(Given records)
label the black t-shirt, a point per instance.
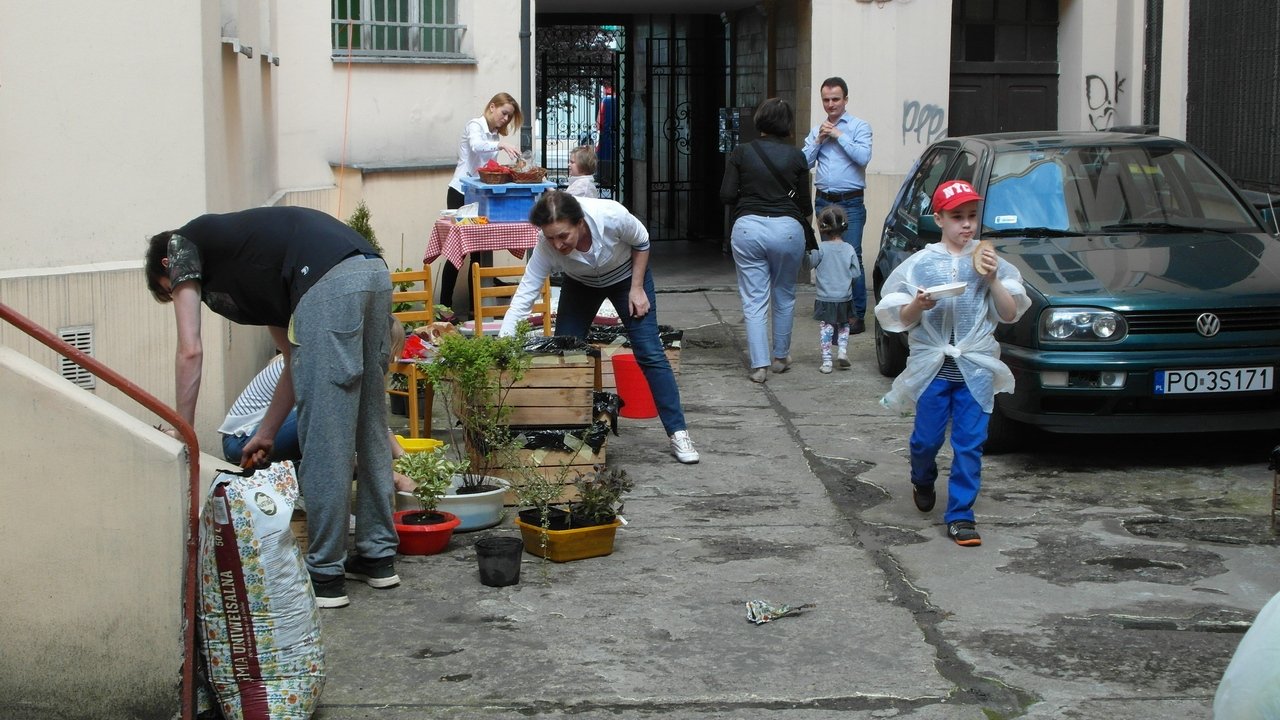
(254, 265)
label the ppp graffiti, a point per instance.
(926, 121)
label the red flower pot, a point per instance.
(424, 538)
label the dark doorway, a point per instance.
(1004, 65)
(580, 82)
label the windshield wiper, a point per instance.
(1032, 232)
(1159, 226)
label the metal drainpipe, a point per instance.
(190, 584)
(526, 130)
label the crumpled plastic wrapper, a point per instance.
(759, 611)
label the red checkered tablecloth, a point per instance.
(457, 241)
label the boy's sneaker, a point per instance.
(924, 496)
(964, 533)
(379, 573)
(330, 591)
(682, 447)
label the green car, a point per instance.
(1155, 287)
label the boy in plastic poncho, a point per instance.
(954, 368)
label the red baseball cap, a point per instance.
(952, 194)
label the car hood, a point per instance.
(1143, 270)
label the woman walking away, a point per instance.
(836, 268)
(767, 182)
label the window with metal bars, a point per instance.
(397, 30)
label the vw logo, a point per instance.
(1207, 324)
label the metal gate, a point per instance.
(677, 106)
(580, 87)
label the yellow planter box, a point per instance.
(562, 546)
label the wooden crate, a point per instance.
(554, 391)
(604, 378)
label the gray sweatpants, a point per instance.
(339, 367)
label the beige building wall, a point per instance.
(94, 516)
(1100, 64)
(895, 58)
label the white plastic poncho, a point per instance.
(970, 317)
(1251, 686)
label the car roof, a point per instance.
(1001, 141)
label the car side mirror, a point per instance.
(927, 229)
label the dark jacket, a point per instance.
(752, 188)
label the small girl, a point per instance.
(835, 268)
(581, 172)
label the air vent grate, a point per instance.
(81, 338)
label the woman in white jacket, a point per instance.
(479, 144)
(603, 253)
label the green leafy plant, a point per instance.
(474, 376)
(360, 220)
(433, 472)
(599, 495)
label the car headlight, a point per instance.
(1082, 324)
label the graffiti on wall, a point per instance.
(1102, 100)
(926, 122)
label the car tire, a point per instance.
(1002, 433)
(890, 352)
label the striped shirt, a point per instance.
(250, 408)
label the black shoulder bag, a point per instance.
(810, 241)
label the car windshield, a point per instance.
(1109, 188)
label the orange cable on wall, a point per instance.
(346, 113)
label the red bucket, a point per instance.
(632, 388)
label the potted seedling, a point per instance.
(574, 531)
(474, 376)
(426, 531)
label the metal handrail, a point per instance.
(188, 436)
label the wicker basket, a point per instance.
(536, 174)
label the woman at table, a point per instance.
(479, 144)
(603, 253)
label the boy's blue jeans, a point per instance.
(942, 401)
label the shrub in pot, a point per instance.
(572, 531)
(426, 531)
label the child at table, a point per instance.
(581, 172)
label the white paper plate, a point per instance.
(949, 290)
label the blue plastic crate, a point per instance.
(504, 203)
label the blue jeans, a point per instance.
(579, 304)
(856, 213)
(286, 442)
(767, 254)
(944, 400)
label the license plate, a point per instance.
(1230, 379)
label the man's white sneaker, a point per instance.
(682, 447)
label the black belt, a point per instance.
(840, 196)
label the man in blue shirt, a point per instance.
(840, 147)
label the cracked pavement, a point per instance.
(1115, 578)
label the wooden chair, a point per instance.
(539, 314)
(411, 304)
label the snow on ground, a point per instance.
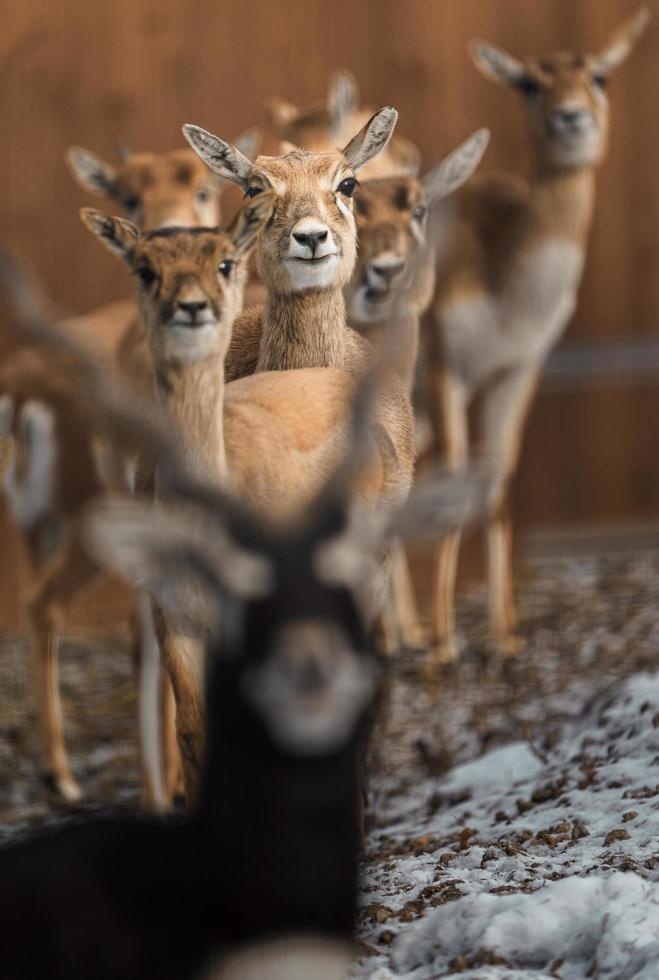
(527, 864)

(Stated exercise)
Give the data again exactly as written, with all pictures left out.

(Correct answer)
label the black t-shirt, a point per instance.
(254, 265)
label the ppp graffiti, a point per instance.
(926, 121)
label the red flower pot, a point per instance.
(424, 538)
label the dark doorway, a point per instance.
(1004, 65)
(580, 82)
label the windshield wiper, a point per instance.
(1032, 232)
(1159, 226)
label the metal drainpipe, a point per instance.
(190, 584)
(526, 130)
label the crumpled plastic wrapper, a point per instance.
(759, 611)
label the red checkered tablecloth, a point per instance.
(457, 241)
label the boy's sneaker, a point per instance.
(924, 496)
(964, 533)
(379, 573)
(330, 591)
(682, 447)
label the green car, a point per instance.
(1155, 287)
label the boy in plastic poncho, a point per instance.
(954, 368)
label the red baseball cap, a point per instance.
(952, 194)
label the car hood, a point per instance.
(1143, 270)
label the woman walking away, a point per instance.
(836, 268)
(767, 182)
label the window with metal bars, a point per instance.
(397, 30)
label the vw logo, a point per instance.
(1207, 324)
label the metal gate, a point per instance.
(677, 106)
(580, 87)
label the yellow planter box, a point per instance.
(562, 546)
label the wooden crate, a point per instance.
(554, 391)
(604, 378)
label the gray sweatpants, a point per instance.
(339, 367)
label the beige building wall, a point per instance.
(94, 516)
(1100, 64)
(895, 58)
label the white plastic poncho, a point per instance.
(970, 317)
(1251, 686)
label the car roof, a point per instance.
(1001, 141)
label the car side mirror, a point per instance.
(927, 229)
label the dark jacket, a point per instance.
(752, 188)
label the small girl, a point per instance.
(835, 268)
(581, 172)
label the air vent grate, a point per instance.
(81, 338)
label the woman in white jacket, a point per instance.
(479, 144)
(603, 253)
label the green leafy plant, a point per instance.
(474, 376)
(360, 220)
(433, 472)
(599, 495)
label the car headlight, a point per instance.
(1082, 324)
label the graffiti on wall, a point per instance.
(1102, 100)
(926, 122)
label the car tire, a point per instance.
(1002, 433)
(890, 352)
label the striped shirt, a point per instance.
(250, 408)
label the black shoulder bag, a point per instance.
(810, 241)
label the car windshield, a point per instance.
(1109, 188)
label the orange cable on wall, a point per instance.
(346, 113)
label the red bucket, a point per instance.
(632, 388)
label the potted seedling, a point per instance.
(574, 531)
(474, 376)
(426, 531)
label the metal handrail, a point per instance.
(188, 436)
label the wicker basket, a point per instance.
(536, 174)
label the woman at table, a point per instance.
(479, 144)
(603, 253)
label the boy's blue jeans, a point per instance.
(942, 401)
label the shrub in pot, a point per instance.
(572, 531)
(426, 531)
label the child at table, a point per instance.
(581, 172)
label the white paper plate, a point per instance.
(949, 290)
label the blue plastic crate, a point per instance.
(504, 203)
label the blue jeans, a point per instance.
(579, 304)
(856, 213)
(286, 442)
(767, 254)
(944, 400)
label the license plate, a point per instance.
(1230, 379)
label the man's white sneaker, a point per instance.
(682, 447)
label the black belt, a point per instance.
(840, 196)
label the man in blue shirt, a point per instance.
(840, 147)
label the cracked pavement, a point per instance.
(1115, 578)
label the wooden chair, a point per instance.
(539, 314)
(411, 304)
label the snow on ground, a point per instance.
(527, 864)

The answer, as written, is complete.